TEXT START
5 Equine Intoxications

Questions and Answers

A horse presents with a 'grimace' expression, difficulty prehending food, and excessive salivation, but normal swallowing ability. Prolonged grazing history on pasture containing weeds is noted. Which neurotoxic mechanism is MOST likely responsible for these clinical signs?

• Disruption of sphingolipid metabolism causing liquefactive necrosis in the central nervous system.
• Selective destruction of the dopaminergic nigrostriatal pathway in the brain. (correct)
• Blockage of voltage-gated sodium channels in cardiac myocytes, leading to arrhythmias and myocardial dysfunction.
• Inhibition of acetylcholinesterase activity at neuromuscular junctions, leading to muscle paralysis.

A dairy cow consumes white snakeroot. Which of the following scenarios poses the GREATEST risk to a nursing calf?

• The tremetol toxin is excreted in the cow's milk and ingested by the calf during nursing. (correct)
• The tremetol toxin from the white snakeroot is concentrated in the cow's colostrum, leading to acute toxicity in the calf.
• The stress of the cow's illness from white snakeroot indirectly impacts milk quality, causing gastrointestinal upset in the calf.
• The calf directly ingests white snakeroot in the pasture, mirroring the cow's exposure.

Following ingestion of wilted red maple leaves, a horse exhibits dark, red-brown urine and profound lethargy. Which of the following laboratory findings would be MOST consistent with red maple toxicity?

• Hyponatremia and hyperkalemia, indicative of electrolyte imbalances due to renal failure.
• Elevated serum bilirubin and bile acids, indicating hepatocellular damage.
• Significantly decreased hematocrit and presence of Heinz bodies on blood smear. (correct)
• Increased creatine kinase (CK) and aspartate transaminase (AST), suggesting muscle necrosis.

A horse presents with severe bradycardia, arrhythmias, and colic after consuming garden waste. Which plant toxin is MOST likely responsible for these cardiovascular effects?

Cardenolides, directly impacting myocardial contractility and cardiac conduction. (B)

Chronic pyrrolizidine alkaloid (PA) toxicosis leads to hepatic fibrosis. Which cellular mechanism BEST explains the progression to fibrosis in PA-induced liver injury?

Metabolic activation of PAs into pyrroles, which cross-link DNA and proteins, leading to megalocyte formation and eventual replacement with fibrous tissue. (C)
TEXT END
DATA SHOWN START
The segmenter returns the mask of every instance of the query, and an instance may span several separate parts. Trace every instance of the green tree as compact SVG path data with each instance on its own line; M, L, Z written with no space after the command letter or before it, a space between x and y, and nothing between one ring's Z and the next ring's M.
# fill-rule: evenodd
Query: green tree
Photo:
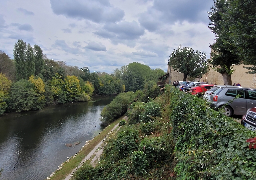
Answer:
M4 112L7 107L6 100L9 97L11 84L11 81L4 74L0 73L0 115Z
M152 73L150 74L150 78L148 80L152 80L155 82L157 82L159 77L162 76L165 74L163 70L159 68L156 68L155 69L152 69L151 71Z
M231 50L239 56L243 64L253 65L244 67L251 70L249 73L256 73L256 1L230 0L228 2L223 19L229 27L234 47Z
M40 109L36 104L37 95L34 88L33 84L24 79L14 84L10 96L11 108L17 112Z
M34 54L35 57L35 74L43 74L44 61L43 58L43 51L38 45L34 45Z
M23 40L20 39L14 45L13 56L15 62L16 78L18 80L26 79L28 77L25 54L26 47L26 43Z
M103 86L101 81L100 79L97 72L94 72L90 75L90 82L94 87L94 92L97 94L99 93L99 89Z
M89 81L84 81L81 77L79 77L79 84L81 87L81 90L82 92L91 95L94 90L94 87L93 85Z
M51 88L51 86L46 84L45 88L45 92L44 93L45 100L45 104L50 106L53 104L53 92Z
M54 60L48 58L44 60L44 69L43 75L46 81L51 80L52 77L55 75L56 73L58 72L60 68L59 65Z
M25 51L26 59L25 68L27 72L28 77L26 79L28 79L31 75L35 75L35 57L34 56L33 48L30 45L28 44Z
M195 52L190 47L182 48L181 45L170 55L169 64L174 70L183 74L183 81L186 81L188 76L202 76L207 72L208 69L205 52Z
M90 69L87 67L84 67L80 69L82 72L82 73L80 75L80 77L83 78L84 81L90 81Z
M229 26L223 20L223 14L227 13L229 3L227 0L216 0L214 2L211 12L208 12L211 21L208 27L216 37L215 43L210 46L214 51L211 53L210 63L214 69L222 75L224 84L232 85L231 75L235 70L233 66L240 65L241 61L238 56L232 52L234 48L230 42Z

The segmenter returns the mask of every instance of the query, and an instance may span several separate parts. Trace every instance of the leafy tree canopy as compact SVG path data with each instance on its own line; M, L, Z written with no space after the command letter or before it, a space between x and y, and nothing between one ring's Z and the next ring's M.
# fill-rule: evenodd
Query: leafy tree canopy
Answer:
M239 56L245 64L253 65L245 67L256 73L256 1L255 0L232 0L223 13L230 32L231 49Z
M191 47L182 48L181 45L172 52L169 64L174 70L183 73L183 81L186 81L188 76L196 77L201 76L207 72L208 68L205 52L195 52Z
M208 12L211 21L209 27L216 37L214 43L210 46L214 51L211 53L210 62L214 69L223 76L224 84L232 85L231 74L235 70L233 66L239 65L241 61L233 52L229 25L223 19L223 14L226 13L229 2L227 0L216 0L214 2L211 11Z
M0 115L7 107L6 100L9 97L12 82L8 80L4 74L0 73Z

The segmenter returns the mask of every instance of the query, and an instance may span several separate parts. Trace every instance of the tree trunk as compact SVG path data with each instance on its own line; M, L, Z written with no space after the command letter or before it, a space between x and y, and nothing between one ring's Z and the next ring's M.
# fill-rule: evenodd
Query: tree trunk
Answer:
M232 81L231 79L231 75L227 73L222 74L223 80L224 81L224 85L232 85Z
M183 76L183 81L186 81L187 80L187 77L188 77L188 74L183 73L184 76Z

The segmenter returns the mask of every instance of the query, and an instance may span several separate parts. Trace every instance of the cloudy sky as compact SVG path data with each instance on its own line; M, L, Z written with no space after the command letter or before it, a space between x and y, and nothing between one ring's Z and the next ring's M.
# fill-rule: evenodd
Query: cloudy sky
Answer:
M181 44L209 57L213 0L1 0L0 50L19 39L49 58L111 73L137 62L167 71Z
DATA SHOWN END
DATA SHOWN START
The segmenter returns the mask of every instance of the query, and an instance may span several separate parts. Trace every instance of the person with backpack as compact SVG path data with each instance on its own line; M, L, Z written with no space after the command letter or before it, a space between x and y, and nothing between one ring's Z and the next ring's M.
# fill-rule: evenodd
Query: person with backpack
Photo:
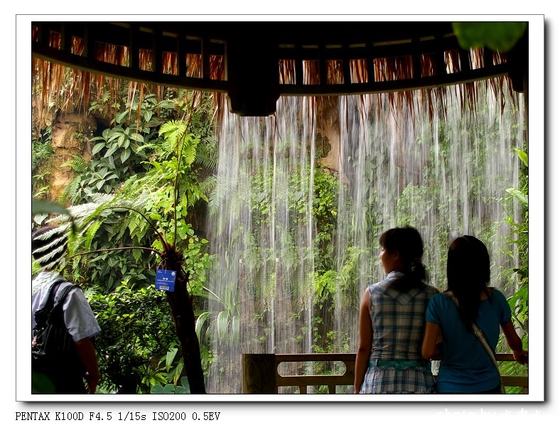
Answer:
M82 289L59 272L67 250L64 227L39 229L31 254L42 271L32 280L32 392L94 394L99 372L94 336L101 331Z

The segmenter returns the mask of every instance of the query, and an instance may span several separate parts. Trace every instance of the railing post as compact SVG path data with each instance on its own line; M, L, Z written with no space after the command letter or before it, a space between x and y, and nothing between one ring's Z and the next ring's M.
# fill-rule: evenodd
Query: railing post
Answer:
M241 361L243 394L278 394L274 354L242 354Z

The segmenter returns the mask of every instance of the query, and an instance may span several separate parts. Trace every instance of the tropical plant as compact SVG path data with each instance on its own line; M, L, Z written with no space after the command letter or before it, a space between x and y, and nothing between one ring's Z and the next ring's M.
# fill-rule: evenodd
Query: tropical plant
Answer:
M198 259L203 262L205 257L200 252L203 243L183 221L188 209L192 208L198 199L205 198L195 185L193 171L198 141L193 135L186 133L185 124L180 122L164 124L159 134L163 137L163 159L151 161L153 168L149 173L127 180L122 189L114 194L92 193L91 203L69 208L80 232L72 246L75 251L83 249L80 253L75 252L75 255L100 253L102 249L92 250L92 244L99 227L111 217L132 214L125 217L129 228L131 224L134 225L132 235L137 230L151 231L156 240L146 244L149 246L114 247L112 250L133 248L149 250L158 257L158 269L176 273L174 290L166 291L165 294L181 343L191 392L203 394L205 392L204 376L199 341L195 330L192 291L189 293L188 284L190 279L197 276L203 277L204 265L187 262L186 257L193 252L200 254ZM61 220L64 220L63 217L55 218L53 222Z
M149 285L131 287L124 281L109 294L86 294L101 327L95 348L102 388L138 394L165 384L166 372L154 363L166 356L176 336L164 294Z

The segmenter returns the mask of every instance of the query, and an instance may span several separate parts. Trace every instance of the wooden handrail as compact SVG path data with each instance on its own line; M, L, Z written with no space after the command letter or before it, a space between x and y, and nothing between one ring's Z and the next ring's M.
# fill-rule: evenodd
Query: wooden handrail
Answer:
DATA SHOWN END
DATA SHOWN START
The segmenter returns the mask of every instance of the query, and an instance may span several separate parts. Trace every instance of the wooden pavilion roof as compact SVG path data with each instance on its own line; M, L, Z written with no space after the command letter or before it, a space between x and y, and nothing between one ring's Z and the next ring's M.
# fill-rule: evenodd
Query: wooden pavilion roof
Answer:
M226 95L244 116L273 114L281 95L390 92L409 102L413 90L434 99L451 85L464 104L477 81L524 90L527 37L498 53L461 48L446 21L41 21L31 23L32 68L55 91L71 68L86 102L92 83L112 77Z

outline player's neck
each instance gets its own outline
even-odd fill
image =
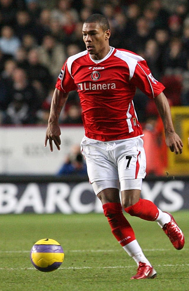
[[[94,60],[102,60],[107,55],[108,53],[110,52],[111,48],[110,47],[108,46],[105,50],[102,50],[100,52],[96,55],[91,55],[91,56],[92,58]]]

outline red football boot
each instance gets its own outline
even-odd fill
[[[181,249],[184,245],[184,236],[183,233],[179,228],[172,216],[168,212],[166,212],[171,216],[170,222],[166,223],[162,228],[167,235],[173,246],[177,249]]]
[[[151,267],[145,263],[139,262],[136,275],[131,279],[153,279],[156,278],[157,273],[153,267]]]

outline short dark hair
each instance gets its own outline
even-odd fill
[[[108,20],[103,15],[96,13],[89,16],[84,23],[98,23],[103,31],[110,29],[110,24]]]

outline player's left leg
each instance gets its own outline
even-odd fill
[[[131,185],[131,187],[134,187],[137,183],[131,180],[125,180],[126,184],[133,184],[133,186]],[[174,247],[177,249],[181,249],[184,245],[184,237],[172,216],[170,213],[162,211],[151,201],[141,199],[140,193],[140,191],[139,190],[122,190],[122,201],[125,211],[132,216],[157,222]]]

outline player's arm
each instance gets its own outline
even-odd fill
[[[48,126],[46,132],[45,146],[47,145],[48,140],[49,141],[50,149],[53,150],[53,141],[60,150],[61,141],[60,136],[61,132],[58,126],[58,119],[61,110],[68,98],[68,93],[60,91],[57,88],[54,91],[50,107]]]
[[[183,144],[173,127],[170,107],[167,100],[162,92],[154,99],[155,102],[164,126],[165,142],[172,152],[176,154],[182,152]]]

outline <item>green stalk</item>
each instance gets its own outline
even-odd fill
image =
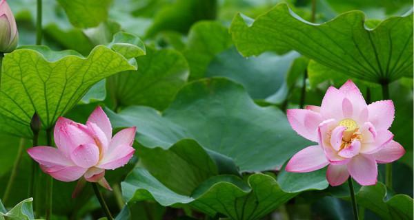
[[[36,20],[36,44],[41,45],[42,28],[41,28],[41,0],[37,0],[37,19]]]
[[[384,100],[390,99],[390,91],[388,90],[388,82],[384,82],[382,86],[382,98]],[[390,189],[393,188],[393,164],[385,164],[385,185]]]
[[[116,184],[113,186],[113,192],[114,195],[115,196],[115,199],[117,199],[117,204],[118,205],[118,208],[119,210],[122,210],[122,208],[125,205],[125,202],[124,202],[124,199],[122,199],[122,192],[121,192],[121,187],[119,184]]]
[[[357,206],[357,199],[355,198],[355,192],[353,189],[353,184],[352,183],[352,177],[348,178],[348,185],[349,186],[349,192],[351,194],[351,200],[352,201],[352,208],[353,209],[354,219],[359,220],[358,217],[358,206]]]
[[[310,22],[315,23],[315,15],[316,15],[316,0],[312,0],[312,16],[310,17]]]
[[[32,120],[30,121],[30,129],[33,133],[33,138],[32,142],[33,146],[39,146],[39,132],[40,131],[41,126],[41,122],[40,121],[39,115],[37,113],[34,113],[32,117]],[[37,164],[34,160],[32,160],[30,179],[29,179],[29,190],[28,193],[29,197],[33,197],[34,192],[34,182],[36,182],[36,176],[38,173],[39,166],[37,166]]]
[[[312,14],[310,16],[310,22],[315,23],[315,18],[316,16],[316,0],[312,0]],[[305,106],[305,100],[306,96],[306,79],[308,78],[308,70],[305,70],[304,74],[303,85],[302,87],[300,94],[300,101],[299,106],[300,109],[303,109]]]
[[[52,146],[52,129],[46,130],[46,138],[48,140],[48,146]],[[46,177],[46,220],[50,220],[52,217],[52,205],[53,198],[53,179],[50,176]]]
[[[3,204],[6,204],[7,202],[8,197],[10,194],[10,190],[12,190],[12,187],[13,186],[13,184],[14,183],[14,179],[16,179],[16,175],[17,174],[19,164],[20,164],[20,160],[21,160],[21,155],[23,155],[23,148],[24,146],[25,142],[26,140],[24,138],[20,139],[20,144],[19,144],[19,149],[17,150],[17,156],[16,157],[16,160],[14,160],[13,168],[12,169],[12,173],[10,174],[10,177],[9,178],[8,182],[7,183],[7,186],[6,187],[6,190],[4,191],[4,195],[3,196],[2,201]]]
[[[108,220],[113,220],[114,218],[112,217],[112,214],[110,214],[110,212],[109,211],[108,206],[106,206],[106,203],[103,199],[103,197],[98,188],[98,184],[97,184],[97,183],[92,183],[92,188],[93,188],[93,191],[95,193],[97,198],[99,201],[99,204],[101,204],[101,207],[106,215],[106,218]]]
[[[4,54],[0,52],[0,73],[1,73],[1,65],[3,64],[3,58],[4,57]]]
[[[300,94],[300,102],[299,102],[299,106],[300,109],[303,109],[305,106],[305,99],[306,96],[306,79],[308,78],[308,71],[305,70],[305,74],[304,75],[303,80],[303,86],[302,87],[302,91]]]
DATA SHOWN END
§ YOUR TASKS
**A.** List every answer option that the equine intoxications text marks as "(correct)".
**B.** Quote the equine intoxications text between "A dairy cow" and "upset in the calf.", inclusive.

§ YOUR WRITTEN ANSWERS
**A.**
- Selective destruction of the dopaminergic nigrostriatal pathway in the brain.
- The tremetol toxin is excreted in the cow's milk and ingested by the calf during nursing.
- Significantly decreased hematocrit and presence of Heinz bodies on blood smear.

**B.**
A dairy cow consumes white snakeroot. Which of the following scenarios poses the GREATEST risk to a nursing calf?

• The tremetol toxin is excreted in the cow's milk and ingested by the calf during nursing. (correct)
• The tremetol toxin from the white snakeroot is concentrated in the cow's colostrum, leading to acute toxicity in the calf.
• The stress of the cow's illness from white snakeroot indirectly impacts milk quality, causing gastrointestinal upset in the calf.